(Pointing dataset excerpts)
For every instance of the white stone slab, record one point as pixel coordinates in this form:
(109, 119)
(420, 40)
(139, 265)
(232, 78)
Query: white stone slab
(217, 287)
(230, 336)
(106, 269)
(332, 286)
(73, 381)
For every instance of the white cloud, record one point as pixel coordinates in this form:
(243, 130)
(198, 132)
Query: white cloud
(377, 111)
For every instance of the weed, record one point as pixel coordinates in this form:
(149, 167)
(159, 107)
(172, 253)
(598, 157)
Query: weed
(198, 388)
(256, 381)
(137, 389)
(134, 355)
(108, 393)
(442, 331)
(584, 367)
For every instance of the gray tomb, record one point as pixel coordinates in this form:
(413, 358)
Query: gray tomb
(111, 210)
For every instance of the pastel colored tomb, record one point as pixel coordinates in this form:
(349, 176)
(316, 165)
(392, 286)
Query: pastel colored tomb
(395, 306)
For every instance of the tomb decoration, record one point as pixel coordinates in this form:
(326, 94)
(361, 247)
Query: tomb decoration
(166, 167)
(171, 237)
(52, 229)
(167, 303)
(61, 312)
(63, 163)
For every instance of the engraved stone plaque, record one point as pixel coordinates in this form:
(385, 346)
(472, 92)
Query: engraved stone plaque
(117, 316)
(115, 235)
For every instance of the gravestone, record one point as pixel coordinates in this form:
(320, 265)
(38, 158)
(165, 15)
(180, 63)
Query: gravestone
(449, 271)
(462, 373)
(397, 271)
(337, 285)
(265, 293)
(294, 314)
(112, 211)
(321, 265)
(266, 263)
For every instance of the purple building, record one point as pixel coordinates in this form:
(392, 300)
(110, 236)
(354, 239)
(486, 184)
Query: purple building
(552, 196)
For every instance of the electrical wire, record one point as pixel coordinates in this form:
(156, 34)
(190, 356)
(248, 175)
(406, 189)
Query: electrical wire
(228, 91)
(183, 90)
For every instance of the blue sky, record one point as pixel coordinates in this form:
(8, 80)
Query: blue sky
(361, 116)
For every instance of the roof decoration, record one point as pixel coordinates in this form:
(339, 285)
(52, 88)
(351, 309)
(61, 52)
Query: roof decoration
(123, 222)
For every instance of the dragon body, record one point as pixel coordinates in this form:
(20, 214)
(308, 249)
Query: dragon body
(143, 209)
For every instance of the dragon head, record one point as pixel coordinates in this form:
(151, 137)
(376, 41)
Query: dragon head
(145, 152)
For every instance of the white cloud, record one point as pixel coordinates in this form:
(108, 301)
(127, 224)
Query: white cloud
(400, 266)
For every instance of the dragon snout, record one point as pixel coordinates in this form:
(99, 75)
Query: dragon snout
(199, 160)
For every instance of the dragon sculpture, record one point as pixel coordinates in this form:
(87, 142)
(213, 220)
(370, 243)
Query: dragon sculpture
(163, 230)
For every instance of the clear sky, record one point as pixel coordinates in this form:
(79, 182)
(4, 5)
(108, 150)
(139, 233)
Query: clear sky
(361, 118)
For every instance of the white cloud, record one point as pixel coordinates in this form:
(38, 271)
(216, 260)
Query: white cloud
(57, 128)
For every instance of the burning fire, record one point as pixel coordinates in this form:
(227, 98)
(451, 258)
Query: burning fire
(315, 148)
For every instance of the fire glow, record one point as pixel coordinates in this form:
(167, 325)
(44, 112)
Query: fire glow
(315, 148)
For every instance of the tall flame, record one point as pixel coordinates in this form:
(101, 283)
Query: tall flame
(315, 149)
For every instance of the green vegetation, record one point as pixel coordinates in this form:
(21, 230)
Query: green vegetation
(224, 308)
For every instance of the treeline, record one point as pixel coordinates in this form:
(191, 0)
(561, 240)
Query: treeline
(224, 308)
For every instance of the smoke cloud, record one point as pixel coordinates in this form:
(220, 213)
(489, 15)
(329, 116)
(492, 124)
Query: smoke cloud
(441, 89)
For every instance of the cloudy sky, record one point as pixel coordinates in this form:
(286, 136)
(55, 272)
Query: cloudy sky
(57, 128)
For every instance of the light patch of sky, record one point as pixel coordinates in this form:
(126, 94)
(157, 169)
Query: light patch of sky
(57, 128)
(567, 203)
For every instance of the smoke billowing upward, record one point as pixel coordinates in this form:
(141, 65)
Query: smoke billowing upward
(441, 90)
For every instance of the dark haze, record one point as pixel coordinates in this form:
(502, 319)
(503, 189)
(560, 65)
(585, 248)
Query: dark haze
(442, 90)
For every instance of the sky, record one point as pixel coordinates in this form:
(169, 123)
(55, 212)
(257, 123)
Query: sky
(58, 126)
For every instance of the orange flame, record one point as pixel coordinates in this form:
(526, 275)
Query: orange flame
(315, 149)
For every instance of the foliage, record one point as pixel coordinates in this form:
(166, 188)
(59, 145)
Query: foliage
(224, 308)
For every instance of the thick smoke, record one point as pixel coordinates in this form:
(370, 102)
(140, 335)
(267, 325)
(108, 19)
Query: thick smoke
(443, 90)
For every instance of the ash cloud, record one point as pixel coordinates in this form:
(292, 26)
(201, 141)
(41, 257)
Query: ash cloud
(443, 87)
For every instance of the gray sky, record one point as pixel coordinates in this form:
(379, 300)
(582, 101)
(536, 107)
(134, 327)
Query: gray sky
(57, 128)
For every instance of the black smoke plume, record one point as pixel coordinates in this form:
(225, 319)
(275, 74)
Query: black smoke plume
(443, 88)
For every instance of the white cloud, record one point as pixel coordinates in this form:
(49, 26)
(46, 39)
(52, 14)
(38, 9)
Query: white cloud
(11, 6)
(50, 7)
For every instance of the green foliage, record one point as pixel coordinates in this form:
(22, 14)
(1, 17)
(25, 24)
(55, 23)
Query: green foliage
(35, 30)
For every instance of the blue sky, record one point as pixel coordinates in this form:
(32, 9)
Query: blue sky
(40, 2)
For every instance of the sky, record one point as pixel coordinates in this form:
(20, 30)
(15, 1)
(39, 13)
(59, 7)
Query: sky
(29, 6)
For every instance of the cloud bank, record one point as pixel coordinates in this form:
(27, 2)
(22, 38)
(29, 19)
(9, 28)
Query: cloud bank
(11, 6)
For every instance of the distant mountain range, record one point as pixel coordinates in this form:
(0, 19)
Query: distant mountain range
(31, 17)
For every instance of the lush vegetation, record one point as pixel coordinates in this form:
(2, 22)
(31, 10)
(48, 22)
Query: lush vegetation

Task requirements
Copy only this span: the line that contains "For every instance of the cloud bank, record", the last line, and every line between them.

Solution to this exercise
For every instance of the cloud bank, record one point as pixel coordinates in this form:
(27, 2)
(22, 38)
(29, 19)
(9, 28)
Query: cloud bank
(11, 6)
For every instance of the distant mountain range, record one point as pixel coordinates in this form:
(0, 19)
Query: distant mountain range
(31, 17)
For every instance of the lush vegetation, record one point as pixel coordinates in this form:
(2, 22)
(31, 10)
(48, 22)
Query: lush vegetation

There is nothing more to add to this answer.